Werken met gegevens »
(1) Neem uit het vonnisfragment de passage van "De getuige-deskundigen hebben" tot en met "recidiverisico te verminderen." over en vervang daarin "getuige-deskundigen" door "deskundigen".
(2) Beantwoord de volgende vragen aan de hand van het vonnisfragment.
(a) Tot hoeveel jaar gevangenisstraf zal de rechtbank veroordelen?
(b) Waarvan zal volgens de getuige-deskundigen in een klinische setting veeleer sprake zijn?
(c) In welke relaties bestaat bij verdachte met name het risico op agressiedoorbraak?

Paginafragment »
De getuige-deskundigen hebben ieder voor zich gerapporteerd dat intensieve en langdurige (psychoanalytische en/of psychotherapeutische) behandeling van verdachte geïndiceerd is om gedragsverandering kans van slagen te geven en daarmee het recidiverisico te verminderen.
Ter terechtzitting hebben de getuige-deskundigen ter toelichting op de door hen uitgebrachte rapportages desgevraagd aangegeven dat van groot belang is dat verdachte in de praktijk leert omgaan met nieuwe relaties, ondersteund door intensief therapeutisch contact. Een dergelijke intensieve behandeling en begeleiding van verdachte zal het risico op agressiedoorbraak - welk risico bij verdachte met name bestaat in afhankelijkheidsrelaties - doen afnemen tot een aanvaardbaar niveau. Behandeling in een klinische setting heeft voor verdachte volgens de getuige-deskundigen geen meerwaarde. In een klinische setting zal hij niets leren en zal veeleer sprake zijn van schijnaanpassing. Indien de rechtbank zou besluiten om een gevangenisstraf op te leggen van een zodanige duur dat daardoor het opleggen van een voorwaardelijke straf met een bijzondere voorwaarde dan wel een terbeschikkingstelling met voorwaarden niet mogelijk is, en de rechtbank zou besluiten tot het opleggen van een terbeschikkingstelling met dwangverpleging, dan is het vanuit gedragskundig oogpunt wenselijk dat verdachte na een betrekkelijk korte, intensieve klinische behandeling via een systeem van proefverloven voor een lange periode het door hem geleerde in de praktijk kan toepassen, aldus de getuige-deskundigen.
Nu de rechtbank een gevangenisstraf zal opleggen van zes jaar, waardoor ambulante behandeling in het kader van een terbeschikkingstelling met voorwaarden ingevolge artikel 38 van het Wetboek van Strafrecht niet tot de mogelijkheden behoort, rest gezien de noodzaak van behandeling van verdachte in relatie tot het gevaar voor de veiligheid van anderen dan wel de algemene veiligheid van personen dat verdachte - als gevolg van zijn stoornis(sen) - vormt, slechts de terbeschikkingstelling van verdachte met bevel tot verpleging. De rechtbank zal dit dan ook gelasten en bevelen.

Opgeslagen items
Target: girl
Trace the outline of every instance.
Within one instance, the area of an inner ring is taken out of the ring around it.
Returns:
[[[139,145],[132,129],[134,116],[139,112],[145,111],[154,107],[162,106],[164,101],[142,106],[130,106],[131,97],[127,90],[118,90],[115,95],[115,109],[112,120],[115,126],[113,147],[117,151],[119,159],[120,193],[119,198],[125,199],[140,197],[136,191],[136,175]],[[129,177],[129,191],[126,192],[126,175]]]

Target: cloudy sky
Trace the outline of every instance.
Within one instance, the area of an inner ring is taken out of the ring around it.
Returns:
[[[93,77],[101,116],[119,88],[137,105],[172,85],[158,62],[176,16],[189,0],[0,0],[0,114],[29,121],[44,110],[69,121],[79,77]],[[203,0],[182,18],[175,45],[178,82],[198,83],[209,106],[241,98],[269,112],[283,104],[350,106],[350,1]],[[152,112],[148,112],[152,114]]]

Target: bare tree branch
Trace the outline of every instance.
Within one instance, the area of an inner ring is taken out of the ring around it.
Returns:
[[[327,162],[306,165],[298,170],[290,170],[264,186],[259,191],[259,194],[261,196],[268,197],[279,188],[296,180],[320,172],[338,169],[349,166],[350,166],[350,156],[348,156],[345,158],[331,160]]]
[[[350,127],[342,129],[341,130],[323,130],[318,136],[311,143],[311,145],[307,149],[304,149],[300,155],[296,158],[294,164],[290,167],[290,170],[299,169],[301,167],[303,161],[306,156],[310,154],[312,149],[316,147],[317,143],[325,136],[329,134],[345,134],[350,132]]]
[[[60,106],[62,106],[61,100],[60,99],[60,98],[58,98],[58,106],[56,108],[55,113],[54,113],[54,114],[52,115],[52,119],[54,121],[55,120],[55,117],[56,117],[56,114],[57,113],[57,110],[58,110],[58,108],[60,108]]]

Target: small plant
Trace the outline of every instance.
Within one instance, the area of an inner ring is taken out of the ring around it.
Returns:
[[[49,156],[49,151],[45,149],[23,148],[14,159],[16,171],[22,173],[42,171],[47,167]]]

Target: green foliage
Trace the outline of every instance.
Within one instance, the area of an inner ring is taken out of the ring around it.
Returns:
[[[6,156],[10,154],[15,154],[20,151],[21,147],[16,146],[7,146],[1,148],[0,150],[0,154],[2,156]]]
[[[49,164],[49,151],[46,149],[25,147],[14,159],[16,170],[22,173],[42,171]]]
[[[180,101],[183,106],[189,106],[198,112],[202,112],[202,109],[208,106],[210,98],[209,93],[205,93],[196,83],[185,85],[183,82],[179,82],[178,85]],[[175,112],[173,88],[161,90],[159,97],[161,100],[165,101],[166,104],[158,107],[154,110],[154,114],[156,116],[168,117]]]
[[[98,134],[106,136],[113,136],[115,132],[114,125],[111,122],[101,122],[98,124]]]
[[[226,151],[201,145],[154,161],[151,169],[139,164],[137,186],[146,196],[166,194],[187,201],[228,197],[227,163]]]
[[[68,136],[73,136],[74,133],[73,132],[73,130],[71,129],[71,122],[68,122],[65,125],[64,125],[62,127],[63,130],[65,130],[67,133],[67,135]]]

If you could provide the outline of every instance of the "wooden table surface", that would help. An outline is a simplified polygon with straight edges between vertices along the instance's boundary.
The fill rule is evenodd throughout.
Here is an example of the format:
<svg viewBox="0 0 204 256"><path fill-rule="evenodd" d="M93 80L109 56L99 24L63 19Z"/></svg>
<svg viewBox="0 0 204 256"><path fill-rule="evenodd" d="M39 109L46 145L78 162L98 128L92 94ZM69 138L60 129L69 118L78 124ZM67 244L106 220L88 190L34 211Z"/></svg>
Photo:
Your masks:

Uitwerkingen »
(1)
De deskundigen hebben ieder voor zich gerapporteerd dat intensieve en langdurige (psychoanalytische en/of psychotherapeutische) behandeling van verdachte geïndiceerd is om gedragsverandering kans van slagen te geven en daarmee het recidiverisico te verminderen.

(2)
(a) Zes jaar.
(b) Van schijnaanpassing.
(c) In afhankelijkheidsrelaties.